> **BRIEF**
Lay out every line of the data below as a Markdown table with two columns, Number and Entry, skipping blank lines. Leave the pictures out.

> **EXCERPTED RECORDS**
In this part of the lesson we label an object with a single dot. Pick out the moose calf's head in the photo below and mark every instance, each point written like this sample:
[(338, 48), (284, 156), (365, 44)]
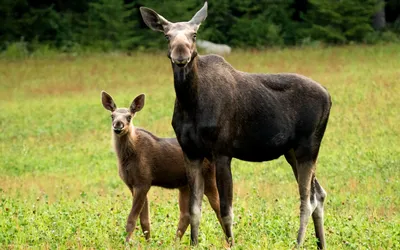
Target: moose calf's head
[(121, 117), (181, 36)]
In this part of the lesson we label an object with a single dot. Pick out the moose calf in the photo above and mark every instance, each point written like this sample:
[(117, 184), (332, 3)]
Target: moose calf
[(145, 160)]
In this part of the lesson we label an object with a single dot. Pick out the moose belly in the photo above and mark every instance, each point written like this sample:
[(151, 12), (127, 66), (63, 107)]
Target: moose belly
[(258, 152)]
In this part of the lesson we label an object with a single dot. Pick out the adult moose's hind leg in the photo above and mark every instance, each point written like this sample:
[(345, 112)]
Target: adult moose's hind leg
[(184, 217), (145, 219), (318, 214), (211, 191), (312, 195), (225, 190)]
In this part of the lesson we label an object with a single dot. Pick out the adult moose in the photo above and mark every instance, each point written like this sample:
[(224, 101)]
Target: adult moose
[(221, 113)]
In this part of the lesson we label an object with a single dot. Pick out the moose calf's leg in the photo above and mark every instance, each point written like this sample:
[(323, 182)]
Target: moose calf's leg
[(225, 190), (184, 217), (305, 174), (138, 202), (318, 214), (145, 220), (196, 186)]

> **ANSWER TO THIS TASK**
| Number | Entry |
|---|---|
| 1 | In this part of the lesson we label an object with a single dot. Pick out the moose calf's head in the photo below and mark every instance, each point written like this sample: |
| 2 | [(338, 48), (284, 156), (365, 44)] |
| 3 | Target: moose calf's head |
| 4 | [(121, 117), (181, 36)] |
| 5 | In this part of the lesson we label an object with a single dot. Pick out the moose calf in the photo above and mark every instance, each point written like this sample: |
| 6 | [(117, 184), (332, 3)] |
| 7 | Target: moose calf |
| 8 | [(145, 160)] |
| 9 | In this part of the lesson we label an object with a single dot. Pick out the moose belly in the photo above and mark every instance, each point written like this sample: |
| 10 | [(151, 12), (127, 66), (63, 107)] |
| 11 | Target: moose belly |
| 12 | [(258, 152)] |
| 13 | In this part of the lesson we label an object with a single dot. Pick out the adult moose's hind leg in the photo above and mark every instance, each point written like this sample: |
| 14 | [(345, 112)] |
| 15 | Target: adult moose's hind leg |
| 16 | [(184, 217), (145, 219), (318, 214), (211, 191), (312, 195), (225, 190)] |
| 17 | In this part of the lesson we label an object with a single dot. Pick out the adult moose in the photo above and mark every instance, each point written like this sample: |
| 18 | [(224, 101)] |
| 19 | Target: adult moose |
| 20 | [(221, 113)] |
| 21 | In this part of the lesson we label an object with a single dot. Pick out the moose calf's leg in the photo above and mark every instance, each point written like this sample: |
| 22 | [(323, 182)] |
| 23 | Target: moose calf's leg |
| 24 | [(225, 190), (184, 217), (305, 174), (138, 202), (318, 214), (145, 220), (196, 186)] |